■ Instructions for the task
Write out all the entries word for word and omit any pictures.

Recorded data
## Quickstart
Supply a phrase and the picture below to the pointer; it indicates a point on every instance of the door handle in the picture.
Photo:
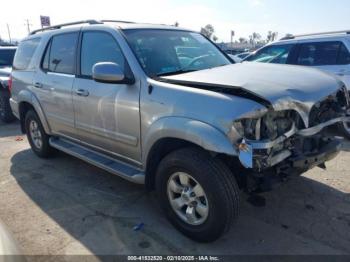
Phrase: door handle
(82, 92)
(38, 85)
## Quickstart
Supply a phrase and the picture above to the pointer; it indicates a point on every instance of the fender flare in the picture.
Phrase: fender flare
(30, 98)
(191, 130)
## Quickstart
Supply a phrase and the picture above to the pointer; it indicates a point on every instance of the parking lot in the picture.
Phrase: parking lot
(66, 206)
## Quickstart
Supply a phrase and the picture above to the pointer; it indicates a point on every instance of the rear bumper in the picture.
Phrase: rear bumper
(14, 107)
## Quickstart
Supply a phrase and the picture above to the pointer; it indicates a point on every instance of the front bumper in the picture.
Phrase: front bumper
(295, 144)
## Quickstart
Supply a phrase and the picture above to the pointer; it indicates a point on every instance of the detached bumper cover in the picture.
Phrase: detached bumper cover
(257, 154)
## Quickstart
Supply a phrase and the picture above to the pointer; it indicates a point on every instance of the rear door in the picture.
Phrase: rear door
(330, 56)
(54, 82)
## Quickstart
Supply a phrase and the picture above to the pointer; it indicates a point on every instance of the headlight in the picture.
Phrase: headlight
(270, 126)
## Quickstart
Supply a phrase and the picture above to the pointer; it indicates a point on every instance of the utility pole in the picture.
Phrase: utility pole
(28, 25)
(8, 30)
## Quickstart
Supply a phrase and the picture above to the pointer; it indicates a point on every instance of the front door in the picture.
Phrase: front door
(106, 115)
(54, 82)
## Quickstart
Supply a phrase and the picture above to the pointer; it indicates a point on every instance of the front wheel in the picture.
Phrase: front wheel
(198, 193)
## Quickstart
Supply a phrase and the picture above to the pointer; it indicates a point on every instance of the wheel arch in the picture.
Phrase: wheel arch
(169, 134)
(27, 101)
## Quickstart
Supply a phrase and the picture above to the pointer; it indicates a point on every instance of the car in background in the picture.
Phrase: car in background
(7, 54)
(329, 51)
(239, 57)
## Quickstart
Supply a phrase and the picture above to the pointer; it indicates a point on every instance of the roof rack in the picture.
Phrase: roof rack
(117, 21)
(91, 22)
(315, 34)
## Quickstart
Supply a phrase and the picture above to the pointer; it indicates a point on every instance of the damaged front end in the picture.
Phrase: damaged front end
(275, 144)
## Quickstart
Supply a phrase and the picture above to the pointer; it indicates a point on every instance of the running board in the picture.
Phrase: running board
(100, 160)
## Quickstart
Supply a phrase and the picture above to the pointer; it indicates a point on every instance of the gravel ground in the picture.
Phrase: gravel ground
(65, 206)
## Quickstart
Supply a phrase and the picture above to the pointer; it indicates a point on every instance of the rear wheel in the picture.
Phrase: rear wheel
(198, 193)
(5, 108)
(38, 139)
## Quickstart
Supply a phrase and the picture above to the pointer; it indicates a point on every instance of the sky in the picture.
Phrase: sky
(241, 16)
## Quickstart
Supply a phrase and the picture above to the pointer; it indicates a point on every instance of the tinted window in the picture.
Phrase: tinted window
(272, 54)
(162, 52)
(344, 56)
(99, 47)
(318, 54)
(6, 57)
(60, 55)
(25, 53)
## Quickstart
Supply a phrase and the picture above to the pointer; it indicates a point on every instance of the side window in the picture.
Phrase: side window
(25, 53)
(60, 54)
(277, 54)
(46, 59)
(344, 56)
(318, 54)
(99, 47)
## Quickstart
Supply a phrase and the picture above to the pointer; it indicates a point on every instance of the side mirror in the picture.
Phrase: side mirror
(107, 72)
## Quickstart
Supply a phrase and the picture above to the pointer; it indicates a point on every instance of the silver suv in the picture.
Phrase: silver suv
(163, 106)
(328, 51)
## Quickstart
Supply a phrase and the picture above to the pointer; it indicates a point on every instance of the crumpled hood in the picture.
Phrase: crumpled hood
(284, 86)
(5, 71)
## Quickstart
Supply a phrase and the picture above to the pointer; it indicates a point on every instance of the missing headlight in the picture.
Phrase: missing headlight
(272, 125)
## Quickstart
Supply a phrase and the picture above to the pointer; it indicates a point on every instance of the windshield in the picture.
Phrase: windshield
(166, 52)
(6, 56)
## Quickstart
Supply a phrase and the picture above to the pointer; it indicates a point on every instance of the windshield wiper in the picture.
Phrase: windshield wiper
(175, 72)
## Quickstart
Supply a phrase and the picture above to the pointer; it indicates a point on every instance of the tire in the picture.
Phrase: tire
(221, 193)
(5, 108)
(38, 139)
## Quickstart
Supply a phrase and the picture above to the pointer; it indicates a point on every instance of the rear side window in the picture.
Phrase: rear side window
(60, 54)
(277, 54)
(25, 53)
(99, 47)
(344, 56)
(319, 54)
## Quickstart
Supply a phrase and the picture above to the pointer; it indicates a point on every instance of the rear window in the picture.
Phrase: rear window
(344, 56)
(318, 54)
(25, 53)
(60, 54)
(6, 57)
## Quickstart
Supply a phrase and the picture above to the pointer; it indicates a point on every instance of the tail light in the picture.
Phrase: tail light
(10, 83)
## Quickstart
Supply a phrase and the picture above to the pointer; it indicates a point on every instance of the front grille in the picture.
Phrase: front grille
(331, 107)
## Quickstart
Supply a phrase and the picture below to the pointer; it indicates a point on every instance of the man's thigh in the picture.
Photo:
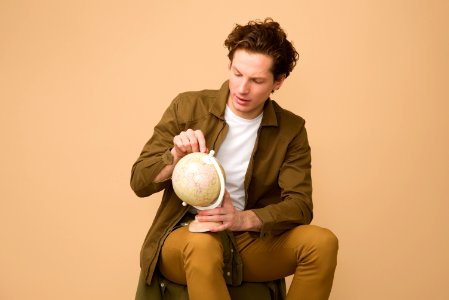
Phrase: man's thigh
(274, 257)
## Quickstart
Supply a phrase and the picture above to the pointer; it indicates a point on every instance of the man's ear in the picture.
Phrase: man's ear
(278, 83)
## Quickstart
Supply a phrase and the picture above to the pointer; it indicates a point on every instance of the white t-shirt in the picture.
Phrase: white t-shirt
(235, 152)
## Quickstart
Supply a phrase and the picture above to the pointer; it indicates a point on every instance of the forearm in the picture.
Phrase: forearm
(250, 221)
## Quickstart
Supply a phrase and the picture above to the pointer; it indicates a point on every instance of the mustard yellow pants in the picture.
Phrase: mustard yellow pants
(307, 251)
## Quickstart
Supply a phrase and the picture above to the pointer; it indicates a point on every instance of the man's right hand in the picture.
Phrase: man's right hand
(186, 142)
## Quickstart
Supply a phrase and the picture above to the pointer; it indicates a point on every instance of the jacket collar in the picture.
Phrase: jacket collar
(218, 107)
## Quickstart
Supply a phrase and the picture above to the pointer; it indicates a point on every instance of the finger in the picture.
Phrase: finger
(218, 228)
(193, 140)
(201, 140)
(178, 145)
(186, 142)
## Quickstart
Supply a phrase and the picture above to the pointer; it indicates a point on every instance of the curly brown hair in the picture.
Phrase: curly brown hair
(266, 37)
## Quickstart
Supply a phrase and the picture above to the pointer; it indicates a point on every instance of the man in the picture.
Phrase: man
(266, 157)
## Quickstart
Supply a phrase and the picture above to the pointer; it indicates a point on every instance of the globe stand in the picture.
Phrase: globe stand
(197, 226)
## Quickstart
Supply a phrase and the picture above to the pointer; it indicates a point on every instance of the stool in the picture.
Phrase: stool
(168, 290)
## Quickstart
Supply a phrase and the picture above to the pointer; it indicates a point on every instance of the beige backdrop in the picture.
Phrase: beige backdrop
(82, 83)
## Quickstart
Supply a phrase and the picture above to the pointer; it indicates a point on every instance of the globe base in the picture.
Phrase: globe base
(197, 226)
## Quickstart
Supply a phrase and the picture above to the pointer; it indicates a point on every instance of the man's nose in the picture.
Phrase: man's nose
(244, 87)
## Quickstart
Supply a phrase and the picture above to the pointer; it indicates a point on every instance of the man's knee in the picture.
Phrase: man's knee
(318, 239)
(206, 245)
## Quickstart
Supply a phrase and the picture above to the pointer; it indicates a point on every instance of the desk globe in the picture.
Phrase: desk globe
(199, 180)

■ Written answer
## Quickstart
Supply a phrase and the picture below to the pointer; it indicates a point on every instance of the door handle in the picture.
Photo:
Phrase: door handle
(82, 92)
(38, 85)
## Quickstart
Supply a phrase and the picture above to the pointer; it indicates a point on every instance of the fender flare in the picture.
Phrase: fender flare
(30, 98)
(191, 130)
## Quickstart
Supply a phrase and the picture above to the pointer; it indicates a point on every instance of the parking lot in the picture.
Phrase: parking lot
(66, 206)
## Quickstart
Supply a phrase and the picture above to the pointer; it indicates a point on every instance of the rear bumper in the picture.
Phrase: rear bumper
(14, 107)
## Quickstart
Supply a phrase and the picture above to the pointer; it indicates a point on every instance of the front bumper in the picture.
Phrase: front bumper
(295, 144)
## Quickstart
Supply a phrase and the picture above to the pointer; it indicates a point on every instance of the detached bumper cover in the picture.
Phrase: detached bumper cover
(257, 154)
## Quickstart
Supply a phrase and the picture above to the pointer; it indicates a point on every instance of the rear door in the picture.
Phrase: rear door
(330, 56)
(54, 82)
## Quickstart
Supply a phrase and the picture above to the pointer; it indicates a point on every instance of the headlight in the picture.
Phrase: headlight
(270, 126)
## Quickstart
Supply a phrase and the picture above to the pointer; it indicates a point on every instance of the utility pole in the picture.
Phrase: utility pole
(28, 25)
(8, 30)
## Quickstart
Supply a phrase and the picture above to the pointer; it indicates a point on every instance of the front door in the picture.
Phrase: front door
(106, 115)
(54, 82)
## Quickstart
Supply a phrase and the picture above to the pointer; it indicates a point on every instance of the front wheel in the picture.
Phrase: front wheel
(198, 193)
## Quickstart
Supply a phrase and the picture above to the pointer; it indicates a point on every instance of the wheel arch in the picture.
Phrase: wheel arch
(169, 134)
(27, 101)
## Quickstart
Supply a phrase and the picture above to the pointer; it indicates a point on every instance of the car in background in the picture.
Phrase: car in background
(7, 54)
(329, 51)
(239, 57)
## Quickstart
Supply a phrase and the picture above to the pointer; it indicates a point on every instance of the roof rack in the picture.
Phrase: roof rack
(117, 21)
(91, 22)
(315, 34)
## Quickstart
Supply a phrase and the picture above to the pointer; it indicates a point on every instance of the damaged front end in the picture.
Phrase: damaged front end
(275, 144)
## Quickstart
Supply a phrase and the picture above to the pointer; it indicates a point on every instance of the running board in the picture.
Phrase: running board
(100, 160)
## Quickstart
Supply a phrase and the picture above to the pointer; it indicates a point on every instance of the gravel ground in the picture.
Phrase: gravel ground
(65, 206)
## Quickstart
Supply a phrase and the picture above to the pointer; it indicates a point on every instance of the rear wheel in the picture.
Phrase: rear wheel
(198, 193)
(5, 108)
(38, 139)
## Quickstart
Supply a phrase and the picture above to the pointer; it indicates a point on every instance of the sky in the picture.
Phrase: sky
(241, 16)
## Quickstart
Supply a phrase and the picture above to the pointer; it indicates a point on every instance of the tinted window in the picture.
Phrase: tinted window
(272, 54)
(162, 52)
(344, 56)
(99, 47)
(318, 54)
(6, 57)
(60, 55)
(25, 53)
## Quickstart
Supply a phrase and the picture above to the pointer; it indicates a point on every instance of the side window in the picture.
Phrase: side window
(25, 53)
(60, 54)
(277, 54)
(46, 59)
(344, 56)
(318, 54)
(99, 47)
## Quickstart
Supply a phrase and the picture above to the pointer; it indicates a point on every instance of the side mirror in the picture.
Phrase: side mirror
(107, 72)
## Quickstart
Supply a phrase and the picture above to the pointer; it indicates a point on every instance of the silver suv in the picture.
Phrase: silver suv
(163, 106)
(328, 51)
## Quickstart
Supply a phrase and the picture above to the pointer; it indicates a point on every instance of the crumpled hood in the picture.
Phrase: crumpled hood
(284, 86)
(5, 71)
## Quickstart
Supply a phrase and the picture above to the pointer; it indicates a point on every instance of the missing headlight in the picture.
Phrase: missing headlight
(272, 125)
## Quickstart
Supply a phrase and the picture above to the pointer; it indicates a point on every instance of the windshield in the picture.
Phrase: windshield
(166, 52)
(6, 56)
## Quickstart
Supply a phrase and the picture above to the pointer; it indicates a point on every instance of the windshield wiper in the picture.
Phrase: windshield wiper
(175, 72)
## Quickstart
Supply a phrase and the picture above to the pointer; it indicates a point on every instance of the tire in the picture.
Phrase: tire
(221, 193)
(5, 108)
(38, 139)
## Quickstart
Supply a phrase and the picture above to the pointer; it indicates a point on every instance of the rear side window in the picture.
Phrase: rear side window
(60, 54)
(277, 54)
(25, 53)
(99, 47)
(344, 56)
(319, 54)
## Quickstart
Supply a phrase and the picture above to the pointer; it indicates a point on every instance of the rear window in the picture.
Phrase: rear window
(344, 56)
(318, 54)
(25, 53)
(60, 54)
(6, 57)
## Quickstart
Supply a phrase and the picture above to the pointer; it indicates a point on every instance of the tail light in the picture.
Phrase: tail light
(10, 83)
## Quickstart
Supply a phrase and the picture above to the pointer; it indicates a point on every instance of the front grille in the picture.
Phrase: front grille
(331, 107)
## Quickstart
Supply a phrase and the picture below to the pointer; it indicates a point on every instance of the man's thigh in the picture.
Photo:
Phrase: man's thigh
(274, 257)
## Quickstart
Supply a phrase and the picture above to the pointer; it indicates a point on every instance of the man's ear in the picture.
Phrase: man's ear
(278, 83)
## Quickstart
Supply a phrase and the picture above to the pointer; it indicates a point on every instance of the white t-shirt in the picture.
Phrase: white t-shirt
(235, 152)
## Quickstart
Supply a phrase and the picture above to the pointer; it indicates a point on every instance of the forearm in the picture.
Phrase: forearm
(250, 221)
## Quickstart
Supply a phrase and the picture above to the pointer; it indicates a point on every instance of the mustard yellow pants in the picture.
Phrase: mustard yellow pants
(307, 251)
## Quickstart
Supply a phrase and the picture above to the pointer; it indicates a point on every instance of the man's right hand in the picture.
Phrase: man's right hand
(186, 142)
## Quickstart
Supply a phrase and the picture above to the pointer; it indicates a point on every instance of the jacket collar in the picture.
Phrase: jacket collar
(218, 107)
## Quickstart
Supply a phrase and the picture above to the pointer; it indicates a point on every instance of the finger in the picture.
Phrase: finger
(218, 228)
(193, 140)
(201, 140)
(178, 145)
(186, 142)
## Quickstart
Supply a phrase and the picture above to the pointer; it indicates a point on every instance of the curly brown hair in the picture.
Phrase: curly brown hair
(266, 37)
## Quickstart
Supply a phrase and the picture above to the pointer; it indicates a point on every instance of the man in the picture.
Phrase: man
(266, 157)
## Quickstart
Supply a phrase and the picture above to the pointer; it indicates a point on every instance of the globe stand in the picture.
Phrase: globe stand
(197, 226)
## Quickstart
Supply a phrase and the picture above to the pointer; it indicates a point on every instance of the stool in the picture.
Phrase: stool
(168, 290)
## Quickstart
Supply a phrase and the picture above to the pointer; it indicates a point on every instance of the beige backdrop in the picture.
Phrase: beige backdrop
(82, 83)
## Quickstart
Supply a phrase and the picture above to the pointer; it indicates a point on every instance of the globe base in the picture.
Phrase: globe base
(197, 226)
## Quickstart
Supply a phrase and the picture above to the pointer; it indicates a point on every instance of the man's nose in the picture.
Phrase: man's nose
(244, 87)
## Quickstart
Supply a phrase and the picture above to the pointer; it indicates a point on every instance of the man's knee in the picture.
Phrase: man's knee
(318, 239)
(206, 245)
## Quickstart
Supply a phrase and the picture above to the pointer; it indicates a point on every instance of the desk globe in the picture.
Phrase: desk globe
(199, 180)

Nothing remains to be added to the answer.